Ada yang Unik dan Khas dari Ngaji bersama Kiai Najib

Ada yang Unik dan Khas dari Ngaji bersama Kiai Najib
KH. R. Muhammad Najib Abdul Qodir. Ilustrasi by @vckyyhr
KH. R. Muhammad Najib Abdul Qodir. Ilustrasi by @vckyyhr

Oleh: Ayus Mahrus EL-Mawa*

Almunawwir.com – Sedikit cerita, tahun 1988 merupakan awal mula saya sowan Gus Najib, demikian kami, para santri memanggilnya dengan hormat.

Saat itu, Mbah Kiai Ali Ma’shum, Mbah Kiai Zainal, Mbah Kiai Warson, Kiai Zaini, Kiai Hasbullah, dan Kiai Masyhuri masih menggelar pengajian kitab kuning. Saya mondok di Komplek I, asuhan Kiai Masyhuri, kakak ipar Gus Najib.

◇ ◇ ◇ ◇ ◇ ◇ ◇

## Petunjuk Pengerjaan
A - Terjemahkan kalimat berikut dari teks tentang Kiai Najib ke dalam bahasa Inggris: "Saya mondok di Komplek I, asuhan Kiai Masyhuri, kakak ipar Gus Najib."
B - Jawablah pertanyaan berikut berdasarkan teks tentang Kiai Najib.
(i) Pada tahun berapa penulis mulai sowan kepada Gus Najib?
(ii) Dengan sebutan apa para santri memanggil Kiai Najib secara hormat?
(iii) Komplek I berada di bawah asuhan siapa?
C - Tuliskan lanjutan teks tentang Kiai Najib, dimulai sesudah kalimat terakhirnya.

## Bahan yang Disediakan
◇ ◇ ◇ ◇ ◇ ◇ ◇

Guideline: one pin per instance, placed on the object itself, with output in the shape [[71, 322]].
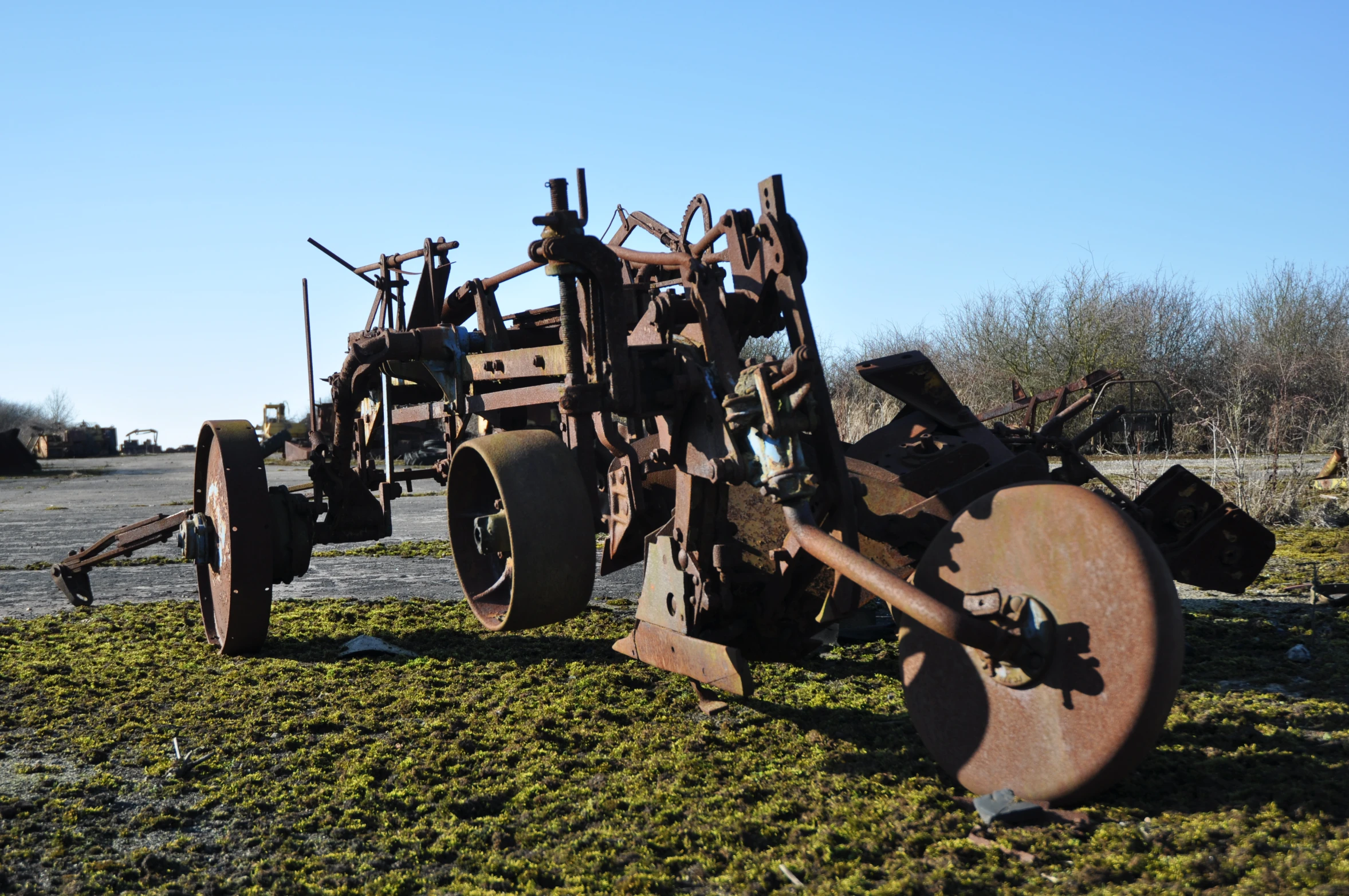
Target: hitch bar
[[72, 574]]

◇ ◇ ◇ ◇ ◇ ◇ ◇

## Jawaban Setiap Tugas
A - I stayed as a boarding student at Komplek I, under the care of Kiai Masyhuri, Gus Najib's older brother-in-law.

B -
(i) Tahun 1988.
(ii) Gus Najib.
(iii) Kiai Masyhuri.

C -
Gus Najib, putra Kiai Abdul Qadir, cucu Mbah Kiai Munawwir ini khusus ngaji al-Qur’an. Saat itu, saya masih ngaji di ndalem beliau, sebelah Komplek J. Pesantren tahfidh Gus Najib waktu itu masih proses pembangunan, sebab pada tahun kedua, ngajinya sudah pindah ke pesantren tahfidh.

Lazimnya, ngaji al-Qur’an, kita mengantri menunggu giliran sambil duduk bersila jika ingin menyetorkan hafalan.

Sebelum mengaji al-Qur’an binadhri, membaca secara tartil langsung di hadapan kiai, kita diajari membaca hafalan at-tahiyyat, jika sudah benar, baru beranjak ke surah al-Fatihah. Jika sudah dianggap benar al-Fatihahnya baru hafalan Juz ‘Amma. Gus Najib memulai mengaji, biasanya habis Maghrib, hingga bakda Isya atau santri sudah habis, rerata jam 20.00-an.

Ada yang unik dan khas ngaji bersama Gus Najib ini.

Ada beberapa santri untuk mentashihkan makhorijul huruf (tempat keluarnya huruf) bacaan at-tahiyyat saja kadang sampai seminggu, baru boleh pindah ke Surah al-Fatihah.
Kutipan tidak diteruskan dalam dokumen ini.